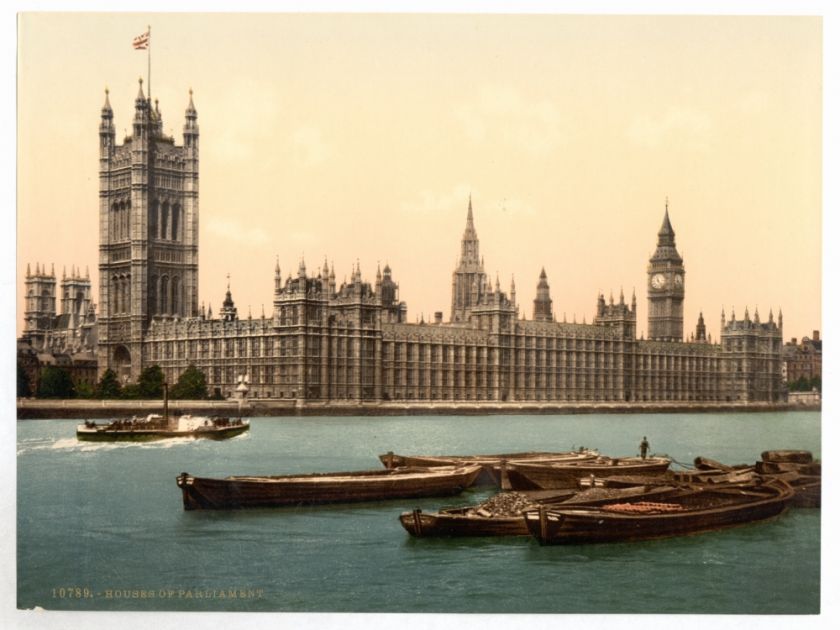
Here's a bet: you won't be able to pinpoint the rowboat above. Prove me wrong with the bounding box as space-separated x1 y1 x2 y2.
399 484 683 537
524 479 794 544
175 464 482 510
505 456 672 490
379 449 600 487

◆ Description of the task
The entries are to be transcribed in full. Their pictures are not.

◆ Written solution
Here's a bet: you won't be able to pinpoint the rowboat above. Prove me wrong with the bounding box as space-separated x1 y1 x2 y2.
399 484 683 537
524 479 794 544
175 464 482 510
505 456 672 490
379 449 600 487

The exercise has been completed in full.